-- start RECORDED DATA --

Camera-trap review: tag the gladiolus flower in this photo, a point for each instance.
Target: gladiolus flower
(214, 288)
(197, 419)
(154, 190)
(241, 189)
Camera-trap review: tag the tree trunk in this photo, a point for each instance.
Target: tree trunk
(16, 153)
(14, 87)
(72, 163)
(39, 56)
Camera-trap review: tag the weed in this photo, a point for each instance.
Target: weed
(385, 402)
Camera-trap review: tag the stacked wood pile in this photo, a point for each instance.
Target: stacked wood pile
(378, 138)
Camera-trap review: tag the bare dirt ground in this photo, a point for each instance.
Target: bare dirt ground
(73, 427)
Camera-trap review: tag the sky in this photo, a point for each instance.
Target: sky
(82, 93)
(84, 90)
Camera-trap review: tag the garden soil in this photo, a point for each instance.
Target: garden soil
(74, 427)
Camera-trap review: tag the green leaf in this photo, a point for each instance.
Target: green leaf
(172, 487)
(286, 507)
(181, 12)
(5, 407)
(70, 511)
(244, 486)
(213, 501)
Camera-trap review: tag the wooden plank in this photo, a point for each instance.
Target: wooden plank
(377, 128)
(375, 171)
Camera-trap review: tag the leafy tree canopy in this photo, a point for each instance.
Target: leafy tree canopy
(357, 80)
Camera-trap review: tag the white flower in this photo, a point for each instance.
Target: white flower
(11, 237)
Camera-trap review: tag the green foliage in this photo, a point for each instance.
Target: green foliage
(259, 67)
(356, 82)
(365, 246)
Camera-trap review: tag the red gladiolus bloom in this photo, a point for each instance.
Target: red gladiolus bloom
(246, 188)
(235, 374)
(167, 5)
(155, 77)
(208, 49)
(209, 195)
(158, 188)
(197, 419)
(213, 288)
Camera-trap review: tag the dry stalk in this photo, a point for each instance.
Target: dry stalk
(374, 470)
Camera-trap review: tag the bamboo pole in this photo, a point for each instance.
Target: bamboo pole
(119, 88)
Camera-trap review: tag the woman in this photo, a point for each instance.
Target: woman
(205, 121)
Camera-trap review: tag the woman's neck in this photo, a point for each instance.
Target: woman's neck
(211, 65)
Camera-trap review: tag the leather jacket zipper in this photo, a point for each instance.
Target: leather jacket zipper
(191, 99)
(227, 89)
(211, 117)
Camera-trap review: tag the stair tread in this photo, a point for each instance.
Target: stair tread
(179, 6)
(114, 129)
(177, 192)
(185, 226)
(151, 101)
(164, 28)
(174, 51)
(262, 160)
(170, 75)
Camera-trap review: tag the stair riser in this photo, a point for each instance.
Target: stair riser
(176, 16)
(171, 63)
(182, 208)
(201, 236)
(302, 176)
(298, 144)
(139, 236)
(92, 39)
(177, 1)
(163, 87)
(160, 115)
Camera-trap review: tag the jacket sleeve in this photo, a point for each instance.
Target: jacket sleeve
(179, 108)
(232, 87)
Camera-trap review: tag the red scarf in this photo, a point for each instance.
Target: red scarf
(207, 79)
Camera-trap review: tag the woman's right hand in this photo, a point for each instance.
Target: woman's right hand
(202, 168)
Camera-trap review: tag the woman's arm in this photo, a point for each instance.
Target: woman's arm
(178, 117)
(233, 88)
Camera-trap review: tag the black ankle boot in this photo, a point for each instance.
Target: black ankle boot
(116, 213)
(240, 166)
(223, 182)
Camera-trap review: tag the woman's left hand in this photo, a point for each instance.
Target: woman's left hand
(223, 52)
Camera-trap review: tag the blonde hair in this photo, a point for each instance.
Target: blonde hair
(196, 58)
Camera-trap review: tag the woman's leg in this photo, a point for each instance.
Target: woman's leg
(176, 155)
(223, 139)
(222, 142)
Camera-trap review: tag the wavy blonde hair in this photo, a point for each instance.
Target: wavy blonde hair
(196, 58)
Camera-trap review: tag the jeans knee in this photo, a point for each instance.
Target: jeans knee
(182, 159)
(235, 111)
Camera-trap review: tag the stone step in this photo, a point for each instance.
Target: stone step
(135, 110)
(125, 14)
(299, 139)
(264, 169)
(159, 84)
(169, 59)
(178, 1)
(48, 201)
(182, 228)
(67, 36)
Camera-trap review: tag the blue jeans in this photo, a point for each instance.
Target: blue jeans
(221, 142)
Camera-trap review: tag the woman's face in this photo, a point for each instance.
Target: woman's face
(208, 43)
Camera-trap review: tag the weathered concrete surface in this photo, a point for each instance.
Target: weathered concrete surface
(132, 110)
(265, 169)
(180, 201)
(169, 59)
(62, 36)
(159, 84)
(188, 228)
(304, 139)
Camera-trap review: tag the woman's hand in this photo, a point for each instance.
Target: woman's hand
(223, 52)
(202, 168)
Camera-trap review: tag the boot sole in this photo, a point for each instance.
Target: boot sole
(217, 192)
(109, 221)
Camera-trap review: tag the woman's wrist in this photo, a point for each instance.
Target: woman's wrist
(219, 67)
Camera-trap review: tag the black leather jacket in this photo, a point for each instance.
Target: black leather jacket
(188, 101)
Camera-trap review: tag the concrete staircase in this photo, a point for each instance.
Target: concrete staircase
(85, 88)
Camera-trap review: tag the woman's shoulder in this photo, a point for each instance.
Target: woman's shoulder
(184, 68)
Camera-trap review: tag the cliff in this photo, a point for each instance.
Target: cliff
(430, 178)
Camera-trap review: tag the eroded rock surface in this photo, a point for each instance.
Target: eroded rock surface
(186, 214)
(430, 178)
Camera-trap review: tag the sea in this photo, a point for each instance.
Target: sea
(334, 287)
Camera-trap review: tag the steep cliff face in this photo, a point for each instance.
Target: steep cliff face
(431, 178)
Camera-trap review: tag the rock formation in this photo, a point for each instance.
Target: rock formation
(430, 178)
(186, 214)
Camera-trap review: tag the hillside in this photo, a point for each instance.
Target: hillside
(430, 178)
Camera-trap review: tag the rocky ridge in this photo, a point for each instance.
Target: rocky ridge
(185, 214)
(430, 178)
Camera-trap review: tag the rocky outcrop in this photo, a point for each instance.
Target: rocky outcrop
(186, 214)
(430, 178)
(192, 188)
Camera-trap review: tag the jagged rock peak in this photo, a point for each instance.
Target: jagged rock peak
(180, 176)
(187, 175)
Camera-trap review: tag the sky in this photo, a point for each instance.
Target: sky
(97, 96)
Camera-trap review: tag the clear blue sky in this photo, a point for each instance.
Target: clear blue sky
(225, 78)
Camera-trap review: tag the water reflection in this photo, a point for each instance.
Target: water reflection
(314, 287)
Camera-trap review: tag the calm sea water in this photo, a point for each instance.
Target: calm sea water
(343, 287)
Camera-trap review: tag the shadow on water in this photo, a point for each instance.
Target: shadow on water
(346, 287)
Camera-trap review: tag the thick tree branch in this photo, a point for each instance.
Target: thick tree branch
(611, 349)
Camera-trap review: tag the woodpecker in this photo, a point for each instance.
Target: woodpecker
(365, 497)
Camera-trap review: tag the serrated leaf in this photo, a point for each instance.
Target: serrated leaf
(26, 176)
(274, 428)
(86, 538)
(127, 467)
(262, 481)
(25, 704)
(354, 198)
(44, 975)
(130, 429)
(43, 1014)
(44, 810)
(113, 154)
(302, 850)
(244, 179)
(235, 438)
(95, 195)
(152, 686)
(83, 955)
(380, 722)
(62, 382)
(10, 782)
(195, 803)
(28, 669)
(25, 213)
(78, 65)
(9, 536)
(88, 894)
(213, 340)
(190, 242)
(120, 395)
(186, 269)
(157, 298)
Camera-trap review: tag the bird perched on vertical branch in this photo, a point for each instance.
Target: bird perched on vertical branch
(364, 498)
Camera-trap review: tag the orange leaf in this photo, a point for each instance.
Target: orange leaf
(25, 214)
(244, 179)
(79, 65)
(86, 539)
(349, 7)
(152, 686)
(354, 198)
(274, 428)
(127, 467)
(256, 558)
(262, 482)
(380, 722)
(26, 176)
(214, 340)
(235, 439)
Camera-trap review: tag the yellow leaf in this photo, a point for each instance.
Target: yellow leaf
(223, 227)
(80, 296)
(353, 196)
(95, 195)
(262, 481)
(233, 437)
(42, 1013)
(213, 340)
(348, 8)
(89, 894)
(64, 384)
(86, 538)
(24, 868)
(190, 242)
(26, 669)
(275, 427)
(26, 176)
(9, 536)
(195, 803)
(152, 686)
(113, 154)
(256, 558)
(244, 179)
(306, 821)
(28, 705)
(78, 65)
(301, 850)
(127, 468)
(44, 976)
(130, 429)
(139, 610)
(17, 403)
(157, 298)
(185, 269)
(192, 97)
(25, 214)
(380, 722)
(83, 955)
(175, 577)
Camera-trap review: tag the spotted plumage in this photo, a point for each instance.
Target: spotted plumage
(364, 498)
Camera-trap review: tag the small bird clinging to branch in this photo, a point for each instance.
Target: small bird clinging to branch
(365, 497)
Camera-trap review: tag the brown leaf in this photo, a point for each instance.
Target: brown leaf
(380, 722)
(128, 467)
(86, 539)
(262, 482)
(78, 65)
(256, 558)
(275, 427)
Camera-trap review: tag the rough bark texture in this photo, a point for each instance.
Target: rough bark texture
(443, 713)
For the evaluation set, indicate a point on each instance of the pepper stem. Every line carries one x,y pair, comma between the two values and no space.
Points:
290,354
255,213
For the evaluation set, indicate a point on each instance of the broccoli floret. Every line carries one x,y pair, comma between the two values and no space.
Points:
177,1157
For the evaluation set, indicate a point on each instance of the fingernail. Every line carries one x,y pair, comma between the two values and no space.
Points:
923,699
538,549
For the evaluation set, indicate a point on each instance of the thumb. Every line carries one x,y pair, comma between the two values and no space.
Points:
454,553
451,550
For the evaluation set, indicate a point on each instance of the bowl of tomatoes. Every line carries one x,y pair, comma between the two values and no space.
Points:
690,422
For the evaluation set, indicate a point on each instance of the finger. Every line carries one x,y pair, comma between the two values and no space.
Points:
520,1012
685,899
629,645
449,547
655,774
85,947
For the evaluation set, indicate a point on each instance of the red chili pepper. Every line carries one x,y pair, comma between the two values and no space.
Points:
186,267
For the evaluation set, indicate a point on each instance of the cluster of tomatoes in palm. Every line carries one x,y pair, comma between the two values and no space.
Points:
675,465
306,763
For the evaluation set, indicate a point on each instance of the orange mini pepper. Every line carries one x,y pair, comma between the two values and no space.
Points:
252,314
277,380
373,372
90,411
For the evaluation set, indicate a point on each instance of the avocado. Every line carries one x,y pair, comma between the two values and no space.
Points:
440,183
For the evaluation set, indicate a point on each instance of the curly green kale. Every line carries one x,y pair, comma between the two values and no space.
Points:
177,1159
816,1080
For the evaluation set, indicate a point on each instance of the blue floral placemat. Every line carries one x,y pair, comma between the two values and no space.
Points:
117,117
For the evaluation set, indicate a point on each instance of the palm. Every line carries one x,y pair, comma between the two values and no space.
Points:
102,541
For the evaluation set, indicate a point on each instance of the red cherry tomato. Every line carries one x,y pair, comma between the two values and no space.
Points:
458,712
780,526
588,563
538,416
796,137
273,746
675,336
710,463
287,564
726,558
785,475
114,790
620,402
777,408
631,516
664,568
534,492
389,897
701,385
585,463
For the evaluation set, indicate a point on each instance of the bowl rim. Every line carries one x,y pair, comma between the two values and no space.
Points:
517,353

-- end RECORDED DATA --

→ **YOUR GOAL**
Would you quote, exactly and only, the lines from the one containing "of the avocado." to the end of the entries?

→ **FULL OUTPUT**
For the evaluation set, indicate a point on each instance of the avocado. Every line carries one x,y pair, comma between the two values and no space.
Points:
440,183
For the evaluation set, indicate a point on each instance of the curly green kale. Every line carries one x,y pair, comma between the two values and no space.
Points:
177,1159
816,1080
For the evaluation set, indicate a point on each instance of the blue floral placemat. Every line carries one x,y pair, comma between the two values and no space.
Points:
117,117
For the evaluation set, indicate a point on each instance of the palm. Every line carries one x,y pair, comma between the two values and no space.
Points:
102,541
For the evaluation set, indicate a point on each instance of the red cherry tomato. Every line carries one x,y pair, comma between the two values and no space.
Points:
458,712
780,526
588,563
538,416
796,137
273,746
675,336
710,463
287,564
726,558
785,475
114,790
620,402
777,408
631,516
664,568
534,492
389,897
701,385
585,463
For the evaluation set, indicate a point on each instance of the bowl rim. Every line carries one x,y pair, comma between the two values and no space.
Points:
517,353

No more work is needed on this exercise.